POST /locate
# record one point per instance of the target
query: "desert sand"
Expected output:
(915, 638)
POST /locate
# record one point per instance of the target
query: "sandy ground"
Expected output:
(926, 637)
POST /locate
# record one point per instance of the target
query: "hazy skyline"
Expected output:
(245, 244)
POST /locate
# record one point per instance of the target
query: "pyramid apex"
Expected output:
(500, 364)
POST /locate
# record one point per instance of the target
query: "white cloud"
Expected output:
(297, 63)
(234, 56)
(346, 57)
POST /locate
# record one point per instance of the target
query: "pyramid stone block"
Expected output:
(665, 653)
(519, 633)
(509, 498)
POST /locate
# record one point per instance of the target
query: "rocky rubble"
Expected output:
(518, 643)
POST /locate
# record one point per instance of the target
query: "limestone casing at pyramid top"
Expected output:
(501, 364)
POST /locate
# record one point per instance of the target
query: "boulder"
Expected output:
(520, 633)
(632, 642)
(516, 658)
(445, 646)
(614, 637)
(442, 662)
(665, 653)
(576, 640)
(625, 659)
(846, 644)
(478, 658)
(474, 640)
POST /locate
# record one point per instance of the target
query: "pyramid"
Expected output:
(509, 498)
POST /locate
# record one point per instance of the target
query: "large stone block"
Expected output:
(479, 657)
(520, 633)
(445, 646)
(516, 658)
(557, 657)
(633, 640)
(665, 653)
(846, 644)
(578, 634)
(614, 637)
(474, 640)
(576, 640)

--

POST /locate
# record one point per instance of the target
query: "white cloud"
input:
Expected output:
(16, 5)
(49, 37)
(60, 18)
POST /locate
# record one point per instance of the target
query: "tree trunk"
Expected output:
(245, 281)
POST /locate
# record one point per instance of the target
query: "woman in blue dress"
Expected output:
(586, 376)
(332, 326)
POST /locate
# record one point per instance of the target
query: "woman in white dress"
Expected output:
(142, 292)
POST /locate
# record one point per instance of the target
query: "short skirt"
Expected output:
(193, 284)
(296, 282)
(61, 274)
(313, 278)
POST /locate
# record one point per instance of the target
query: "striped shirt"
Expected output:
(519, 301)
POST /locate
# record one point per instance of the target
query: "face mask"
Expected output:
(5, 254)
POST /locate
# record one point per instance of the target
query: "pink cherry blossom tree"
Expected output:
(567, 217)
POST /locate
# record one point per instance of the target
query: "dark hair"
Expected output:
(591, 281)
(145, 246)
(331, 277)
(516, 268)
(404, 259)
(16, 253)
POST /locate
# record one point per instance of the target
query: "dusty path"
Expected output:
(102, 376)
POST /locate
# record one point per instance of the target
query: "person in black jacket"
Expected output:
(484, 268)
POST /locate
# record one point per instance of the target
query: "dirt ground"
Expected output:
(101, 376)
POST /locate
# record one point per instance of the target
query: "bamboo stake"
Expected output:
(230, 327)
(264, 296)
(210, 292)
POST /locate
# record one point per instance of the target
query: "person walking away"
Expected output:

• _What needs to be done_
Which lines in the records above contain the string "block"? Find each one and copy it in full, treating uppercase and lowercase letters as different.

• _Worked solution_
query: "pyramid stone block"
query: "large stone block"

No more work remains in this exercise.